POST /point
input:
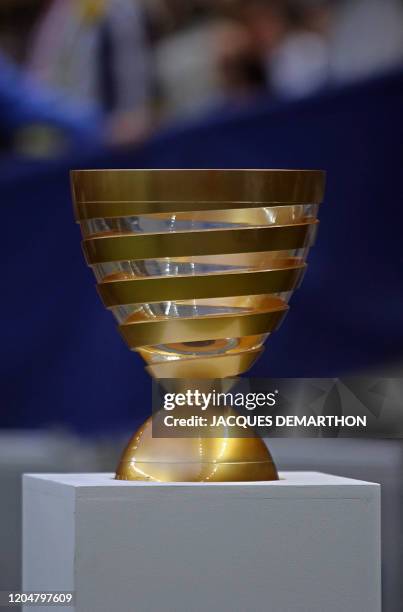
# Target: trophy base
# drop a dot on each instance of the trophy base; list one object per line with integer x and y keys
{"x": 195, "y": 459}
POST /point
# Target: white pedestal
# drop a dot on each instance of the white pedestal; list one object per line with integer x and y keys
{"x": 307, "y": 543}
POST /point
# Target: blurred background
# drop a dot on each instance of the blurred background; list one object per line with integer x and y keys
{"x": 194, "y": 84}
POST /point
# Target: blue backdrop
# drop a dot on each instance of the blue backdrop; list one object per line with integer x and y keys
{"x": 62, "y": 359}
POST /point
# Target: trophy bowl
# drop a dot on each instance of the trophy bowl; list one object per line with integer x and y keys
{"x": 198, "y": 267}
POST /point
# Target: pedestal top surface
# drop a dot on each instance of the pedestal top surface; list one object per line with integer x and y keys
{"x": 291, "y": 484}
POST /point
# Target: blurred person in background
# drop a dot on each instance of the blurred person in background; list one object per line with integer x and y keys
{"x": 97, "y": 52}
{"x": 367, "y": 38}
{"x": 185, "y": 60}
{"x": 292, "y": 38}
{"x": 37, "y": 121}
{"x": 240, "y": 69}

- DIRECTION: Which lines of the records above contain the word "trophy"? Show each of those lines in full.

- CORRECT RESPONSE:
# Target: trophy base
# drop a dot on each instance of the trophy base; list one object per line with integer x and y keys
# Target: trophy bowl
# drop a dot on each instance of the trophy bowl; list one object per line with integer x and y keys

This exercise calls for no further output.